Pick out every line below that contains the word "left" and copy each one in full.

--- Start of Records shown ---

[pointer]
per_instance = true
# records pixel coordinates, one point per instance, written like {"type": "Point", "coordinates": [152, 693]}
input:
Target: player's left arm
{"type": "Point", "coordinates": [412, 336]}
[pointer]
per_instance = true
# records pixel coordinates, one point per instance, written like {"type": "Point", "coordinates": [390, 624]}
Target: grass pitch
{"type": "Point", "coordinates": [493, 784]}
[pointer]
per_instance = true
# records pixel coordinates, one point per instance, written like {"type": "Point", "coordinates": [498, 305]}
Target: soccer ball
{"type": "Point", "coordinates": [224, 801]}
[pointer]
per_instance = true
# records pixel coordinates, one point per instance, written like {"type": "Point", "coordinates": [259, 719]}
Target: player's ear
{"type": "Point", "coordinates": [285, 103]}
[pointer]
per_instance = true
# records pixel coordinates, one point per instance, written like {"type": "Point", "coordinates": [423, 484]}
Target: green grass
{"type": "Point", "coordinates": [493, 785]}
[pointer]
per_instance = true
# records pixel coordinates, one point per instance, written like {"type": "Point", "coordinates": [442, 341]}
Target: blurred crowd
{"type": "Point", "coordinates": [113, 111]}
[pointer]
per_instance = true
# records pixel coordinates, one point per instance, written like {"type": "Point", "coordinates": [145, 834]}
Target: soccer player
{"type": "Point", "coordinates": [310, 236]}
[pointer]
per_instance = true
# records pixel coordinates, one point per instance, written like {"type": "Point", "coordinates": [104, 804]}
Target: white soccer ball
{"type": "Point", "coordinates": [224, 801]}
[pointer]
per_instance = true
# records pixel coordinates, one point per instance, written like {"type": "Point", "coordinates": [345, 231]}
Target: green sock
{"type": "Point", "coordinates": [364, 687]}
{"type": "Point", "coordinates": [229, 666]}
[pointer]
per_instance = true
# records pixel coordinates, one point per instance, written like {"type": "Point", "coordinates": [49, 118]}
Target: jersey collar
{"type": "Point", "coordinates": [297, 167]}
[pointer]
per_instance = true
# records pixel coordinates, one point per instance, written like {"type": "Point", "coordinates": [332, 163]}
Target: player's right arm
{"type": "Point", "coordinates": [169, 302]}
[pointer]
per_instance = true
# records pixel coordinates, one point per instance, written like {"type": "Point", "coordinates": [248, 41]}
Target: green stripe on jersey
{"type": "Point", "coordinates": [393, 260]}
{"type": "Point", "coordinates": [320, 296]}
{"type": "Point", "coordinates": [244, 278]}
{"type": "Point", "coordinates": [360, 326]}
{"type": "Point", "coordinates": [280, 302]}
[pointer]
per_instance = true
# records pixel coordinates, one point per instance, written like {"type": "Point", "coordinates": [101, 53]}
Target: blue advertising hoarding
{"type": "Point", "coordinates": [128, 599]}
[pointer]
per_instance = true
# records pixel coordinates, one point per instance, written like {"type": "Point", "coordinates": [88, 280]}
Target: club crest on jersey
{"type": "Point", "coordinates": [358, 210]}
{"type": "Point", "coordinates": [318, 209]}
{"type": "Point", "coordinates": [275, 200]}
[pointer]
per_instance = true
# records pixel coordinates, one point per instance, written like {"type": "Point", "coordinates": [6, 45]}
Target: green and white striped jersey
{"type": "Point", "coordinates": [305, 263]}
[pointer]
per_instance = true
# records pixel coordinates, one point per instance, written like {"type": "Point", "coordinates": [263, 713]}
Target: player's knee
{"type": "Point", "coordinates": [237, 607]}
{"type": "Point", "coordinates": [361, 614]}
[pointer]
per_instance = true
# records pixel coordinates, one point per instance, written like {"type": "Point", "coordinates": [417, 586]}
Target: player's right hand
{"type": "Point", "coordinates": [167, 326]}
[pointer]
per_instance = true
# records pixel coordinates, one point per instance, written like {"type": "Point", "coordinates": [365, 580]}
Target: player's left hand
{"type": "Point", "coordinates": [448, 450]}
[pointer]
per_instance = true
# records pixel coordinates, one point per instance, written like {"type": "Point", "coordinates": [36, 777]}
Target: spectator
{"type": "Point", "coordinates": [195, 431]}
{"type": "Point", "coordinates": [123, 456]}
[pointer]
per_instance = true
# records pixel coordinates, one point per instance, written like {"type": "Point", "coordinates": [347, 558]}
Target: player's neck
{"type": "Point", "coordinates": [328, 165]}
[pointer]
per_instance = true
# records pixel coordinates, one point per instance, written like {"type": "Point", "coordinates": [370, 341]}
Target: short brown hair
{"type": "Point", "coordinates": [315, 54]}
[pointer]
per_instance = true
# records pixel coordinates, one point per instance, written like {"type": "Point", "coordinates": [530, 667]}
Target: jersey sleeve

--- End of Records shown ---

(Task result):
Target: player's left arm
Target: player's left hand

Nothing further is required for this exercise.